Passage for review
Group V viruses contain ssRNA genomes with a negative polarity, meaning that their sequence is complementary to the mRNA. As with Group IV viruses, dsRNA intermediates are used to make copies of the genome and produce mRNA. In this case, the negative-stranded genome can be converted directly to mRNA. Additionally, full-length positive RNA strands are made to serve as templates for the production of the negative-stranded genome.
Group VI viruses have diploid (two copies) ssRNA genomes that must be converted, using the enzyme reverse transcriptase, to dsDNA; the dsDNA is then transported to the nucleus of the host cell and inserted into the host genome. Then, mRNA can be produced by transcription of the viral DNA that was integrated into the host genome.
Group VII viruses have partial dsDNA genomes and make ssRNA intermediates that act as mRNA, but are also converted back into dsDNA genomes by reverse transcriptase, necessary for genome replication.
Steps of Virus Infections and Hosts
Specific host cells that a virus must occupy and use to replicate are called permissive, due to a surface molecule called the viral receptor on the host cell surface to allow the virus to attach. The virus uses its host cell processes to replicate and the viral replication cycle can produce dramatic biochemical and structural changes in the host cell, including cell damage, known as cytopathic effects leading to possible destruction of the cell. Cells can be destroyed by lysis bursting or apoptosis programmed cell death. Many animal viruses like HIV leave the infected cells of the immune system by a process known as budding.

Exercises
**a)** Answer these questions about the passage on virus replication:
(i) Which enzyme converts the ssRNA genomes of Group VI viruses to dsDNA?
(ii) What kind of genome do Group VII viruses have?
(iii) By what process do many animal viruses like HIV leave infected cells of the immune system?
**b)** Turn the paragraph of the passage on virus replication that opens with "Group V viruses contain ssRNA genomes" into a short bulleted list that keeps its main facts.

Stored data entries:
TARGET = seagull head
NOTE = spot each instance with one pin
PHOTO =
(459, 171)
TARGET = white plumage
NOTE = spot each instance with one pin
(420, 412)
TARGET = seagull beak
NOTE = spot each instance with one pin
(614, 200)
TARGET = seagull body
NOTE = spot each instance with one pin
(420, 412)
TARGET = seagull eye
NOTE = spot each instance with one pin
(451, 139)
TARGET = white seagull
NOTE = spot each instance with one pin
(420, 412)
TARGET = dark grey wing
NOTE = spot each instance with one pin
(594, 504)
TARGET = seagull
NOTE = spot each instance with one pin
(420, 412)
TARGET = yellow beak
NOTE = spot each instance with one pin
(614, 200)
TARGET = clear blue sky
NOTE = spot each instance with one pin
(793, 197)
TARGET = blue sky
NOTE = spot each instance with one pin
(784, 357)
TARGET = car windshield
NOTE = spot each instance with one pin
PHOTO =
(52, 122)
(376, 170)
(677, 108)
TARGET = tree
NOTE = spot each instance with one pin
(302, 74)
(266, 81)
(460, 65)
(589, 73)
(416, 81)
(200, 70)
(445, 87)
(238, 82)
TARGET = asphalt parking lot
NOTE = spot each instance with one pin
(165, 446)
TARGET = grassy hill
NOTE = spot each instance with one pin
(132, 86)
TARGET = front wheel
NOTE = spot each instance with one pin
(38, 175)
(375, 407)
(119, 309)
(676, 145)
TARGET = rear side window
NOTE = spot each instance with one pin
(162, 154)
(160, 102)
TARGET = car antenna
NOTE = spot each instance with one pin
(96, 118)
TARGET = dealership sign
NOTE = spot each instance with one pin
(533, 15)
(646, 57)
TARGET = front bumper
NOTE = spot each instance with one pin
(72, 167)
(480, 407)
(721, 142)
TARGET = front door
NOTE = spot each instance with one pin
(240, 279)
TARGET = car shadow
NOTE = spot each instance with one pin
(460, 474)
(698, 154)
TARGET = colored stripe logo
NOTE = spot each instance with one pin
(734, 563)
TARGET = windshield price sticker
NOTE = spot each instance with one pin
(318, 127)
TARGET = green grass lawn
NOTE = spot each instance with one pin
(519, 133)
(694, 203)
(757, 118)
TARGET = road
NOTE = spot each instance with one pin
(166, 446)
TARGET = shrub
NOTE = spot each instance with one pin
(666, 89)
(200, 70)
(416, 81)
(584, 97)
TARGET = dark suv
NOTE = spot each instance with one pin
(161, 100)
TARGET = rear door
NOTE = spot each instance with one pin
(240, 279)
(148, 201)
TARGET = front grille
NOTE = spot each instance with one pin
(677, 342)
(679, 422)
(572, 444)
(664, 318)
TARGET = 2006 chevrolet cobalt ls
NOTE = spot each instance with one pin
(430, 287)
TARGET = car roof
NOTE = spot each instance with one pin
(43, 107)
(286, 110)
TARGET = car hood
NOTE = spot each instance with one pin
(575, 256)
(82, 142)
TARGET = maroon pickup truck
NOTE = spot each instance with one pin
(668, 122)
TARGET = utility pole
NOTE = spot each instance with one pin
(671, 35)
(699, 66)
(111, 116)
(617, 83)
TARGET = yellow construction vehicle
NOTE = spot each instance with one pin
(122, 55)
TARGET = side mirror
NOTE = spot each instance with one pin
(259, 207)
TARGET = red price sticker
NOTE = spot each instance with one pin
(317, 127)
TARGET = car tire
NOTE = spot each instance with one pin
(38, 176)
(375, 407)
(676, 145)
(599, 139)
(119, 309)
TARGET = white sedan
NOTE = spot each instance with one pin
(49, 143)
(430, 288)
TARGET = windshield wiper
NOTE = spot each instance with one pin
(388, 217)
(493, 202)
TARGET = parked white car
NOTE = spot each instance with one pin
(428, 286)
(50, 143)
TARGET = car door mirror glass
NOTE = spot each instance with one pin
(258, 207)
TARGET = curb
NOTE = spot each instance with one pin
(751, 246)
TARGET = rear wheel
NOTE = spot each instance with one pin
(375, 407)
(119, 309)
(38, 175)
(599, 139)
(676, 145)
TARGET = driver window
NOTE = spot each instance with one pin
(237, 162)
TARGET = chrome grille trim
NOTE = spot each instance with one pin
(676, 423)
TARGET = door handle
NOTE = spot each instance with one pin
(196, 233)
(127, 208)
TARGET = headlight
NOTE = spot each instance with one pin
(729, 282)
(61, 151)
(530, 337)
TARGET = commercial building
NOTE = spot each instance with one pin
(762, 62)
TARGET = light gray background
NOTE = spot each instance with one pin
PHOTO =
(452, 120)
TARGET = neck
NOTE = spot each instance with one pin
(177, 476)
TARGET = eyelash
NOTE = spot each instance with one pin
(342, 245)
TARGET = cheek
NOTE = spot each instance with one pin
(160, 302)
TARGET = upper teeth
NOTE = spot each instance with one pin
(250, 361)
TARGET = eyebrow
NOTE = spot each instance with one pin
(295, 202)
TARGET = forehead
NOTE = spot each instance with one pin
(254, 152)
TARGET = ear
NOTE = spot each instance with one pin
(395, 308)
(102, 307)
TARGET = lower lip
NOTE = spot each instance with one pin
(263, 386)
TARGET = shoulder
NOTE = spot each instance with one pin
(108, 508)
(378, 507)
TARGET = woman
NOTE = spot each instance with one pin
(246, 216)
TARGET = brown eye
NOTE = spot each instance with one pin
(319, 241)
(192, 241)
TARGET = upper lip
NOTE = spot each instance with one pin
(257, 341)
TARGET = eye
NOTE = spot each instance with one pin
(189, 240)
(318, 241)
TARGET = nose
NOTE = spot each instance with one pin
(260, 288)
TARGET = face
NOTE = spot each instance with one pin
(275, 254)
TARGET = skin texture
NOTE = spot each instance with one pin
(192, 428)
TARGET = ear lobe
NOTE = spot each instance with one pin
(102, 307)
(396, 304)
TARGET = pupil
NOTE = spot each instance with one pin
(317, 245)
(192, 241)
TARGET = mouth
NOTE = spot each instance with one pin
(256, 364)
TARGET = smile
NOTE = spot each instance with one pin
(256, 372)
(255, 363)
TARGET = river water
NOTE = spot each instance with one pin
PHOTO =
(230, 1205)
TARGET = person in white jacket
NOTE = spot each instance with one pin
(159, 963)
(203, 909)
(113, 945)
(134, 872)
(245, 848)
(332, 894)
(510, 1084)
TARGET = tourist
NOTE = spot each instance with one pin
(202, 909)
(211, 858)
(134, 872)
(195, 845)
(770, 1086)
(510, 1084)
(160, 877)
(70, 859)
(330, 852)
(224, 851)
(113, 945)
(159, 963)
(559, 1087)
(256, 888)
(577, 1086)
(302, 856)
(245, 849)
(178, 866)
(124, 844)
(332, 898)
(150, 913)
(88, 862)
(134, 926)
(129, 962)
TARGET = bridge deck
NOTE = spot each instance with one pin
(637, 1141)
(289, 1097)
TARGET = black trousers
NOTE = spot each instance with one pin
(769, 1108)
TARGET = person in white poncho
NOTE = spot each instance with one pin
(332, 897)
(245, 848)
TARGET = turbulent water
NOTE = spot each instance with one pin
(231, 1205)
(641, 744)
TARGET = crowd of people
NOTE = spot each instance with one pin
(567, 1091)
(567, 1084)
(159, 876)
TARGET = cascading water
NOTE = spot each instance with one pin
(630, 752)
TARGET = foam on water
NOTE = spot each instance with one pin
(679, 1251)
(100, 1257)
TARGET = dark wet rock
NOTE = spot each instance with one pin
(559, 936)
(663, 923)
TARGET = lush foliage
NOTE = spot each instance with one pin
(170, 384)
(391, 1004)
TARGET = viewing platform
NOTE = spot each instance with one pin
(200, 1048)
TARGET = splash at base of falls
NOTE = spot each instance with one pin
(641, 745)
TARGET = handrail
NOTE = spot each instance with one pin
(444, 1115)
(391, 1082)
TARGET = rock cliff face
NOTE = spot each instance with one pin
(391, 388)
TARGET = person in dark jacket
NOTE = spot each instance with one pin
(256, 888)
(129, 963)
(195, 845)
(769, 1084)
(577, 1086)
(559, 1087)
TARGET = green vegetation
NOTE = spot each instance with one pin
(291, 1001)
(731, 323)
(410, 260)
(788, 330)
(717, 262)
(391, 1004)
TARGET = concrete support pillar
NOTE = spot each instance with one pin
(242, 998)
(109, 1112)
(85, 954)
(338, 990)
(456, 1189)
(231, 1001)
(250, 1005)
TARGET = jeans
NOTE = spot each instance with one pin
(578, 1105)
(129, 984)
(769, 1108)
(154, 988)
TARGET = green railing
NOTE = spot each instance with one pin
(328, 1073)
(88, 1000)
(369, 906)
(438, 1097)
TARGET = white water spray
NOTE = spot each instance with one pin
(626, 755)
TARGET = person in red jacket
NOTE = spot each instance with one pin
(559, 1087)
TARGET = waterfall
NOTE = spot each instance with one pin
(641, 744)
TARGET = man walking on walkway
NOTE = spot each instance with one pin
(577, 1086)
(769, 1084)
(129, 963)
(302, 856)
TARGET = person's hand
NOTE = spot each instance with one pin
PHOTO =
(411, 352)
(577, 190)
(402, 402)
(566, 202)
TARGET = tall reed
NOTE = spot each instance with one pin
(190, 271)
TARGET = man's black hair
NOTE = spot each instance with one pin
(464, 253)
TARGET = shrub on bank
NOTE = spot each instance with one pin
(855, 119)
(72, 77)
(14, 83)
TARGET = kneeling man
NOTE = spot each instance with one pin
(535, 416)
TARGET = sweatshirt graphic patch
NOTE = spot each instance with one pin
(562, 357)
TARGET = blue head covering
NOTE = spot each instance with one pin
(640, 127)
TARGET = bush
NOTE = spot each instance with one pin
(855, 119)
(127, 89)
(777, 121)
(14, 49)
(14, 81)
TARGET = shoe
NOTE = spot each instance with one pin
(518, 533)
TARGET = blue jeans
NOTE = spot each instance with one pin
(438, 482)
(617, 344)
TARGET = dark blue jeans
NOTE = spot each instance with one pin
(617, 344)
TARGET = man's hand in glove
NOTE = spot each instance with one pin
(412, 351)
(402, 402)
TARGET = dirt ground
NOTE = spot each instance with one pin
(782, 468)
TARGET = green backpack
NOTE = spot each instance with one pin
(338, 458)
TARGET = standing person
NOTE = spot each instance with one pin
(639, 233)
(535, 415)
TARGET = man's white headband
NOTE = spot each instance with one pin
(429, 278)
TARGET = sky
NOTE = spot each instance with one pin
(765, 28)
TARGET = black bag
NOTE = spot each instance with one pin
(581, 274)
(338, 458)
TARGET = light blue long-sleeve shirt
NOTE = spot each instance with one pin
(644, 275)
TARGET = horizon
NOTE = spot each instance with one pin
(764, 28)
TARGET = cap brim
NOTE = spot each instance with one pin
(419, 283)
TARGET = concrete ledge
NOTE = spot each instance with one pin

Answers
**a)**
(i) Reverse transcriptase
(ii) Partial dsDNA genomes
(iii) Budding

**b)**
- Group V viruses have ssRNA genomes with negative polarity, so their sequence is complementary to the mRNA.
- Like Group IV viruses, they use dsRNA intermediates to copy the genome and produce mRNA.
- The negative-stranded genome can be converted directly to mRNA.
- Full-length positive RNA strands are also made as templates for producing the negative-stranded genome.